"""

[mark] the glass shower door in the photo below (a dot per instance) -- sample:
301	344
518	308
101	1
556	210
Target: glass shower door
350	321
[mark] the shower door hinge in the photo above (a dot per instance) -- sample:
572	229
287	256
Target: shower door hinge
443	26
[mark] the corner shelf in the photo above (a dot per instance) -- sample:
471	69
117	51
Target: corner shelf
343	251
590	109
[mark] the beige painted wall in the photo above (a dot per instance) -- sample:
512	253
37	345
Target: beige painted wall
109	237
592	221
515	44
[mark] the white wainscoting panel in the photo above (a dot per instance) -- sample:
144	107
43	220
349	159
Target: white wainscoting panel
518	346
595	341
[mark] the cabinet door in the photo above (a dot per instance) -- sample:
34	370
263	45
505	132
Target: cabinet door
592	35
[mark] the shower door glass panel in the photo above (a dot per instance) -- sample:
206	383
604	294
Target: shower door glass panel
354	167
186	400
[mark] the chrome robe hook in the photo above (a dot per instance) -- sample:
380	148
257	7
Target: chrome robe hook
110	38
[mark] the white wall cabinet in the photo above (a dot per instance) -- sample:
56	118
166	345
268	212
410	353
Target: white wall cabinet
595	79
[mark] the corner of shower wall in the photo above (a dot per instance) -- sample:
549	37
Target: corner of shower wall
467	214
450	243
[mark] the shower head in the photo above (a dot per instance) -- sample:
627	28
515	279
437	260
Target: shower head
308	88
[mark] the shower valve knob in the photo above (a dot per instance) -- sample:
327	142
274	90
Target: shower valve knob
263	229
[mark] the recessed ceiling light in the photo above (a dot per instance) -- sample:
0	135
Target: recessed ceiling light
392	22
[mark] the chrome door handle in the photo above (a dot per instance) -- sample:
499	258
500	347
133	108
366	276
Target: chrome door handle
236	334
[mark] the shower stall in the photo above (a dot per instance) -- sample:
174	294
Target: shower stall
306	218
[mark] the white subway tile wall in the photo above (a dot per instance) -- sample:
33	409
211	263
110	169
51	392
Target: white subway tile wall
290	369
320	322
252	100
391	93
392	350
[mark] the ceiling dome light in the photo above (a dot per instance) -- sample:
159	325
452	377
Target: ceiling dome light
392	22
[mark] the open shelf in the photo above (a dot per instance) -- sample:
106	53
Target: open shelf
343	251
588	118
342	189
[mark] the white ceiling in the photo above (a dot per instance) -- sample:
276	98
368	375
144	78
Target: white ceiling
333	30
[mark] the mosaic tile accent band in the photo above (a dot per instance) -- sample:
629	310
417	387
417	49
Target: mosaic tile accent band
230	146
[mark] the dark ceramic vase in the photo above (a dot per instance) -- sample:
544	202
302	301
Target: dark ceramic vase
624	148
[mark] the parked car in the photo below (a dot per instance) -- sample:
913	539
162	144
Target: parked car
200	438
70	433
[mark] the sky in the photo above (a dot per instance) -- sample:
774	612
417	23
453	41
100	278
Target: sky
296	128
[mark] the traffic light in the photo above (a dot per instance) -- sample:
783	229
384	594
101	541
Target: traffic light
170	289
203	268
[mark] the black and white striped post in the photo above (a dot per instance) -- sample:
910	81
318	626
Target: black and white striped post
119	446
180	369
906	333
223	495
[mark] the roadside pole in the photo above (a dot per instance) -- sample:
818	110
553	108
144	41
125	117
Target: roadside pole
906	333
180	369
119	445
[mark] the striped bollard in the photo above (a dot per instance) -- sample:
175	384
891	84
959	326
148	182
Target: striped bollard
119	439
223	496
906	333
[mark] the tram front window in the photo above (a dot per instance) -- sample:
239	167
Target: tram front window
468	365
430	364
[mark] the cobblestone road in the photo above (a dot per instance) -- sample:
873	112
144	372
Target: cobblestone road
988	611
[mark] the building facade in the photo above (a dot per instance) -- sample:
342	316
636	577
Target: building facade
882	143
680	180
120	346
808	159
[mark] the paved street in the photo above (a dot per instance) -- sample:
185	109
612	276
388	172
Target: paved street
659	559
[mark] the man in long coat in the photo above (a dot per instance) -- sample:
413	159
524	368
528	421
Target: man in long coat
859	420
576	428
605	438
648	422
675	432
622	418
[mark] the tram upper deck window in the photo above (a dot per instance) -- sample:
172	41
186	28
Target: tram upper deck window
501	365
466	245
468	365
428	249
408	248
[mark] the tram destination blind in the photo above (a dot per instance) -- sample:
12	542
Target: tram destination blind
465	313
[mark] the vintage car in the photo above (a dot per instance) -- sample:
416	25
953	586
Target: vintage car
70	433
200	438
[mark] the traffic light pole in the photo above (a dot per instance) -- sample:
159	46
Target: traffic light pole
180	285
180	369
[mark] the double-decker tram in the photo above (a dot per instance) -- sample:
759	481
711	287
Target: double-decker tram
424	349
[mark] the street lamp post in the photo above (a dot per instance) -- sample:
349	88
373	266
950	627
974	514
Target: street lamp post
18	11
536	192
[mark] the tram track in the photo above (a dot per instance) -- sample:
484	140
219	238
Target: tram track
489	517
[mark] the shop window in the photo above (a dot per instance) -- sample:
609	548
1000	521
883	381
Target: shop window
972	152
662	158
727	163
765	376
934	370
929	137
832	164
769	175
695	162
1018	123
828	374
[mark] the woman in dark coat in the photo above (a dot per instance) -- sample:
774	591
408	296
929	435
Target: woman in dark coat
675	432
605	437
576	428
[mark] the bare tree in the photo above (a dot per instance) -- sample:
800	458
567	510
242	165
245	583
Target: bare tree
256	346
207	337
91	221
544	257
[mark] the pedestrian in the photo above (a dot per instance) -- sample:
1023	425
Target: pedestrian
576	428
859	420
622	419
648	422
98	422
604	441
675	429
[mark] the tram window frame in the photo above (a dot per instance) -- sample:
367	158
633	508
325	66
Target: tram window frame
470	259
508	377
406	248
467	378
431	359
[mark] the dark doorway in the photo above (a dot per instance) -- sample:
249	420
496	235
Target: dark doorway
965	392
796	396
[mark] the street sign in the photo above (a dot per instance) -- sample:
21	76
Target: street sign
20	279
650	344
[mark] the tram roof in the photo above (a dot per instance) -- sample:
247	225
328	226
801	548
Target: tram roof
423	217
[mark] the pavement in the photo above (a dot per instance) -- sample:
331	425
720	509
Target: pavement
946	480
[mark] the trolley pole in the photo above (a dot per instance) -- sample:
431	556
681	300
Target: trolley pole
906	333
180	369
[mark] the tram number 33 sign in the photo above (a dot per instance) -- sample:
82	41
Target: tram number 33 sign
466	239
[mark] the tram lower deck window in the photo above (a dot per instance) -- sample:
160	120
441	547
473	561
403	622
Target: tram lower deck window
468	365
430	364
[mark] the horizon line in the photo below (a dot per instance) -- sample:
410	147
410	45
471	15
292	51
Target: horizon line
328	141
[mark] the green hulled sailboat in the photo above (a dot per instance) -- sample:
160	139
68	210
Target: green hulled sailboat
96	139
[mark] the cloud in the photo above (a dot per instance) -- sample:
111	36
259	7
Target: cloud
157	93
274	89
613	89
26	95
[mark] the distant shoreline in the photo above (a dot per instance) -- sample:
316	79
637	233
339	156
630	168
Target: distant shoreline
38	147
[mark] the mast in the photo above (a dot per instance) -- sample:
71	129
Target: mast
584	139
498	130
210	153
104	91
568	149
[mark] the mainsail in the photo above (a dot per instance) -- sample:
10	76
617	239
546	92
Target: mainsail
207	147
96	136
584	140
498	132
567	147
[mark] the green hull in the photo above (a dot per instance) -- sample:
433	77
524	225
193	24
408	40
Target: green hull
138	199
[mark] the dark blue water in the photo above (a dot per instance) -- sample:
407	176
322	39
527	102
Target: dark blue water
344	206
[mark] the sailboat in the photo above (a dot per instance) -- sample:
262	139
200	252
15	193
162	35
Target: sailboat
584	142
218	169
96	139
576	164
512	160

"""

* Exercise details: Lay out every line of the listing above as a Markdown table, skipping blank lines, with the columns "Row" and "Listing line": a running row number in the first and the line itself in the second.

* Written answer:
| Row | Listing line |
|---|---|
| 1 | [mark] the glass shower door in the photo below (a dot per instance) -- sample: |
| 2 | 301	344 |
| 3 | 518	308 |
| 4 | 101	1 |
| 5 | 556	210 |
| 6 | Target: glass shower door |
| 7 | 350	321 |
| 8 | [mark] the shower door hinge in the photo above (a dot per instance) -- sample: |
| 9 | 572	229 |
| 10 | 287	256 |
| 11 | Target: shower door hinge |
| 12 | 443	26 |
| 13 | [mark] the corner shelf in the photo above (a dot per instance) -- sample: |
| 14 | 471	69 |
| 15 | 117	51 |
| 16 | Target: corner shelf |
| 17 | 343	251 |
| 18 | 590	109 |
| 19 | [mark] the beige painted wall in the photo above (a dot per instance) -- sample: |
| 20 | 512	253 |
| 21 | 37	345 |
| 22 | Target: beige painted wall |
| 23 | 109	237 |
| 24 | 592	221 |
| 25 | 515	44 |
| 26 | [mark] the white wainscoting panel in the photo above (a dot per instance) -- sample: |
| 27 | 144	107 |
| 28 | 43	220 |
| 29 | 349	159 |
| 30 | Target: white wainscoting panel |
| 31 | 518	346 |
| 32 | 595	341 |
| 33 | [mark] the cabinet door in the photo above (a dot per instance) -- sample: |
| 34 | 34	370 |
| 35 | 263	45 |
| 36 | 505	132 |
| 37 | Target: cabinet door |
| 38 | 592	35 |
| 39 | [mark] the shower door glass panel in the photo above (a dot per instance) -- sample: |
| 40 | 206	383 |
| 41 | 604	294 |
| 42 | Target: shower door glass panel |
| 43 | 354	167 |
| 44 | 186	400 |
| 45 | [mark] the chrome robe hook in the photo above (a dot per instance) -- sample: |
| 46 | 380	148 |
| 47 | 257	7 |
| 48 | Target: chrome robe hook |
| 49 | 110	38 |
| 50 | [mark] the white wall cabinet in the photo above (a dot per instance) -- sample: |
| 51 | 56	118 |
| 52 | 166	345 |
| 53 | 268	212 |
| 54 | 410	353 |
| 55 | Target: white wall cabinet |
| 56 | 595	79 |
| 57 | [mark] the corner of shower wall in the photo above (a dot per instance) -- sample: |
| 58 | 549	37 |
| 59 | Target: corner of shower wall |
| 60 | 467	214 |
| 61 | 450	243 |
| 62 | [mark] the shower head in the photo above (a dot per instance) -- sample: |
| 63 | 627	28 |
| 64 | 515	279 |
| 65 | 437	260 |
| 66 | Target: shower head |
| 67 | 308	88 |
| 68 | [mark] the shower valve knob in the photo above (a dot per instance) -- sample: |
| 69 | 327	142 |
| 70 | 274	90 |
| 71 | Target: shower valve knob |
| 72 | 263	229 |
| 73 | [mark] the recessed ceiling light in the photo above (a dot per instance) -- sample: |
| 74 | 0	135 |
| 75 | Target: recessed ceiling light |
| 76 | 392	22 |
| 77 | [mark] the chrome door handle in the photo above (a dot per instance) -- sample: |
| 78 | 499	258 |
| 79 | 500	347 |
| 80 | 133	108 |
| 81 | 366	276 |
| 82 | Target: chrome door handle |
| 83 | 236	334 |
| 84 | [mark] the shower stall in the photo above (a dot per instance) -- sample: |
| 85 | 174	294 |
| 86 | Target: shower stall |
| 87 | 306	218 |
| 88 | [mark] the white subway tile wall in the photo above (a dot per instance) -- sample: |
| 89 | 33	409 |
| 90 | 211	263 |
| 91 | 110	169 |
| 92 | 51	392 |
| 93 | Target: white subway tile wall |
| 94 | 290	369 |
| 95 | 320	322 |
| 96 | 252	100 |
| 97 | 391	93 |
| 98 | 392	350 |
| 99 | [mark] the ceiling dome light in the photo above (a dot per instance) -- sample: |
| 100 | 159	325 |
| 101 | 452	377 |
| 102 | Target: ceiling dome light |
| 103 | 392	22 |
| 104 | [mark] the open shelf in the photo above (a dot per instance) -- sample: |
| 105 | 106	53 |
| 106 | Target: open shelf |
| 107 | 343	251 |
| 108 | 588	118 |
| 109 | 342	189 |
| 110 | [mark] the white ceiling in the photo above (a dot per instance) -- sample: |
| 111 | 276	98 |
| 112 | 368	375 |
| 113 | 144	78 |
| 114 | Target: white ceiling |
| 115 | 333	30 |
| 116 | [mark] the mosaic tile accent band in the photo above (a dot per instance) -- sample: |
| 117 | 629	310 |
| 118 | 417	387 |
| 119 | 417	49 |
| 120 | Target: mosaic tile accent band |
| 121 | 230	146 |
| 122 | [mark] the dark ceramic vase in the photo above (a dot per instance) -- sample: |
| 123 | 544	202 |
| 124 | 302	301 |
| 125 | Target: dark ceramic vase |
| 126 | 624	148 |
| 127 | [mark] the parked car in the photo below (a dot per instance) -- sample: |
| 128 | 913	539 |
| 129 | 162	144 |
| 130 | Target: parked car |
| 131 | 200	438 |
| 132 | 70	433 |
| 133 | [mark] the sky in the photo above (a dot per instance) -- sample: |
| 134 | 774	612 |
| 135 | 417	23 |
| 136 | 453	41 |
| 137 | 100	278 |
| 138 | Target: sky |
| 139 | 296	128 |
| 140 | [mark] the traffic light in the photo above (a dot per instance) -- sample: |
| 141 | 783	229 |
| 142 | 384	594 |
| 143 | 101	541 |
| 144 | Target: traffic light |
| 145 | 170	289 |
| 146 | 203	268 |
| 147 | [mark] the black and white striped post in the photo above (a dot per instance) -- sample: |
| 148 | 910	81 |
| 149 | 318	626 |
| 150 | Target: black and white striped post |
| 151 | 119	446 |
| 152 | 180	369 |
| 153 | 906	333 |
| 154 | 223	495 |
| 155 | [mark] the roadside pole in the photo above (a dot per instance) -- sample: |
| 156 | 818	110 |
| 157 | 553	108 |
| 158 | 144	41 |
| 159 | 125	117 |
| 160 | Target: roadside pole |
| 161 | 906	333 |
| 162 | 180	369 |
| 163 | 119	445 |
| 164 | [mark] the striped bollard in the photo above (a dot per instance) -- sample: |
| 165 | 175	384 |
| 166 | 891	84 |
| 167 | 959	326 |
| 168 | 148	182 |
| 169 | Target: striped bollard |
| 170 | 119	439 |
| 171 | 223	496 |
| 172 | 906	333 |
| 173 | [mark] the tram front window in the photo above (a dot per instance) -- sample: |
| 174 | 239	167 |
| 175 | Target: tram front window |
| 176 | 468	365 |
| 177 | 430	364 |
| 178 | [mark] the cobblestone road in the photo above (a dot per instance) -- sample: |
| 179 | 873	112 |
| 180 | 144	372 |
| 181 | Target: cobblestone road |
| 182 | 988	611 |
| 183 | [mark] the building facade in the photo above (a dot per instance) -- sample: |
| 184 | 342	316 |
| 185 | 636	577 |
| 186 | Target: building facade |
| 187 | 882	143 |
| 188 | 680	180 |
| 189 | 120	346 |
| 190 | 808	159 |
| 191 | [mark] the paved street in the photo above (a dot per instance) -- sample: |
| 192 | 185	109 |
| 193 | 612	276 |
| 194 | 388	172 |
| 195 | Target: paved street |
| 196 | 659	559 |
| 197 | [mark] the man in long coat in the photo above (a dot per instance) -- sample: |
| 198 | 413	159 |
| 199 | 524	368 |
| 200 | 528	421 |
| 201 | Target: man in long coat |
| 202 | 859	420 |
| 203 | 576	428 |
| 204 | 605	438 |
| 205 | 648	422 |
| 206 | 675	432 |
| 207 | 622	418 |
| 208 | [mark] the tram upper deck window in the photo above (a dot per instance) -- sample: |
| 209 | 172	41 |
| 210 | 186	28 |
| 211 | Target: tram upper deck window |
| 212 | 501	365 |
| 213 | 466	245 |
| 214 | 468	365 |
| 215 | 428	249 |
| 216 | 408	248 |
| 217 | [mark] the tram destination blind in the photo above (a dot per instance) -- sample: |
| 218 | 12	542 |
| 219 | Target: tram destination blind |
| 220 | 465	313 |
| 221 | [mark] the vintage car in the photo above (a dot per instance) -- sample: |
| 222 | 416	25 |
| 223 | 953	586 |
| 224 | Target: vintage car |
| 225 | 70	433 |
| 226 | 200	438 |
| 227 | [mark] the traffic light pole in the photo above (a dot per instance) -- sample: |
| 228 | 159	46 |
| 229 | Target: traffic light pole |
| 230 | 180	285 |
| 231 | 180	369 |
| 232 | [mark] the double-decker tram in the photo above (a dot per instance) -- sample: |
| 233 | 759	481 |
| 234 | 711	287 |
| 235 | Target: double-decker tram |
| 236 | 424	349 |
| 237 | [mark] the street lamp post in the photo above (a dot per instance) -- sample: |
| 238 | 349	88 |
| 239 | 373	266 |
| 240 | 950	627 |
| 241 | 974	514 |
| 242 | Target: street lamp post |
| 243 | 18	11 |
| 244 | 536	192 |
| 245 | [mark] the tram track in the photo above (a dot per instance) -- sample: |
| 246 | 484	140 |
| 247 | 219	238 |
| 248 | Target: tram track |
| 249 | 489	517 |
| 250 | [mark] the shop window in the photo above (a dot per instance) -- sample: |
| 251 | 609	548 |
| 252 | 1000	521 |
| 253 | 883	381 |
| 254 | Target: shop window |
| 255 | 972	152 |
| 256 | 662	158 |
| 257 | 727	163 |
| 258 | 765	376 |
| 259 | 934	370 |
| 260 | 929	137 |
| 261 | 832	164 |
| 262 | 769	175 |
| 263 | 695	162 |
| 264 | 1018	123 |
| 265 | 828	374 |
| 266 | [mark] the woman in dark coat in the photo above (a dot per instance) -- sample: |
| 267 | 774	591 |
| 268 | 408	296 |
| 269 | 929	435 |
| 270 | Target: woman in dark coat |
| 271 | 675	432 |
| 272 | 605	437 |
| 273 | 576	428 |
| 274 | [mark] the bare tree in the photo above (a dot per instance) -- sample: |
| 275 | 800	458 |
| 276 | 567	510 |
| 277 | 242	165 |
| 278 | 245	583 |
| 279 | Target: bare tree |
| 280 | 256	346 |
| 281 | 207	337 |
| 282 | 91	221 |
| 283 | 544	257 |
| 284 | [mark] the pedestrian in the photo above (a dot per instance) -- sample: |
| 285 | 1023	425 |
| 286 | Target: pedestrian |
| 287 | 576	428 |
| 288 | 859	420 |
| 289 | 622	419 |
| 290 | 648	422 |
| 291 | 98	422 |
| 292 | 604	441 |
| 293 | 675	429 |
| 294 | [mark] the tram window frame in the photo above (a dot per instance) -- sample: |
| 295 | 367	158 |
| 296 | 633	508 |
| 297 | 325	66 |
| 298 | Target: tram window frame |
| 299 | 470	259 |
| 300 | 508	377 |
| 301 | 406	248 |
| 302 | 467	378 |
| 303 | 431	359 |
| 304 | [mark] the dark doorway in the photo above (a dot per instance) -- sample: |
| 305 | 249	420 |
| 306 | 496	235 |
| 307 | Target: dark doorway |
| 308 | 965	392 |
| 309 | 796	396 |
| 310 | [mark] the street sign in the photo above (a dot per instance) -- sample: |
| 311 | 21	76 |
| 312 | Target: street sign |
| 313 | 20	279 |
| 314 | 650	344 |
| 315 | [mark] the tram roof in the photo above (a dot per instance) -- sample: |
| 316 | 247	225 |
| 317 | 328	226 |
| 318 | 801	548 |
| 319 | Target: tram roof |
| 320 | 423	217 |
| 321 | [mark] the pavement in the photo above (a dot per instance) -- sample: |
| 322 | 331	425 |
| 323 | 720	509 |
| 324 | Target: pavement |
| 325 | 946	480 |
| 326 | [mark] the trolley pole in the photo above (a dot per instance) -- sample: |
| 327 | 431	556 |
| 328 | 681	300 |
| 329 | Target: trolley pole |
| 330 | 906	333 |
| 331 | 180	369 |
| 332 | [mark] the tram number 33 sign in the photo above (a dot per instance) -- sample: |
| 333 | 82	41 |
| 334 | Target: tram number 33 sign |
| 335 | 466	239 |
| 336 | [mark] the tram lower deck window in the photo above (a dot per instance) -- sample: |
| 337 | 160	120 |
| 338 | 441	547 |
| 339 | 473	561 |
| 340 | 403	622 |
| 341 | Target: tram lower deck window |
| 342 | 468	365 |
| 343 | 430	364 |
| 344 | [mark] the horizon line in the photo below (a dot per instance) -- sample: |
| 345 | 410	147 |
| 346 | 410	45 |
| 347 | 471	15 |
| 348 | 292	51 |
| 349 | Target: horizon line |
| 350 | 328	141 |
| 351 | [mark] the green hulled sailboat in the photo above (a dot per instance) -- sample: |
| 352 | 160	139 |
| 353 | 68	210 |
| 354 | Target: green hulled sailboat |
| 355 | 96	139 |
| 356 | [mark] the cloud in the photo above (a dot per instance) -- sample: |
| 357 | 111	36 |
| 358 | 259	7 |
| 359 | Target: cloud |
| 360 | 157	93 |
| 361 | 274	89 |
| 362 | 613	89 |
| 363 | 26	95 |
| 364 | [mark] the distant shoreline in the photo above (a dot per instance) -- sample: |
| 365 | 316	79 |
| 366 | 637	233 |
| 367 | 339	156 |
| 368 | 630	168 |
| 369 | Target: distant shoreline |
| 370 | 38	147 |
| 371 | [mark] the mast in the photo above (a dot per instance) -- sample: |
| 372 | 71	129 |
| 373 | Target: mast |
| 374 | 584	139 |
| 375 | 498	130 |
| 376 | 210	153 |
| 377 | 104	91 |
| 378 | 568	149 |
| 379 | [mark] the mainsail in the photo above (a dot per instance) -- sample: |
| 380 | 10	76 |
| 381 | 617	239 |
| 382 | 546	92 |
| 383 | Target: mainsail |
| 384 | 207	147 |
| 385 | 96	136 |
| 386 | 584	140 |
| 387 | 498	132 |
| 388 | 567	147 |
| 389 | [mark] the green hull in the photo above (a dot per instance) -- sample: |
| 390 | 433	77 |
| 391 | 524	225 |
| 392 | 193	24 |
| 393 | 408	40 |
| 394 | Target: green hull |
| 395 | 138	199 |
| 396 | [mark] the dark blue water in the photo above (a dot per instance) -- sample: |
| 397 | 407	176 |
| 398 | 322	39 |
| 399 | 527	102 |
| 400 | Target: dark blue water |
| 401 | 344	206 |
| 402 | [mark] the sailboat in the photo above (a dot per instance) -- sample: |
| 403 | 262	139 |
| 404 | 200	252 |
| 405 | 15	193 |
| 406 | 162	35 |
| 407 | Target: sailboat |
| 408 | 584	142 |
| 409 | 218	169 |
| 410 | 96	139 |
| 411 | 576	164 |
| 412 | 512	160 |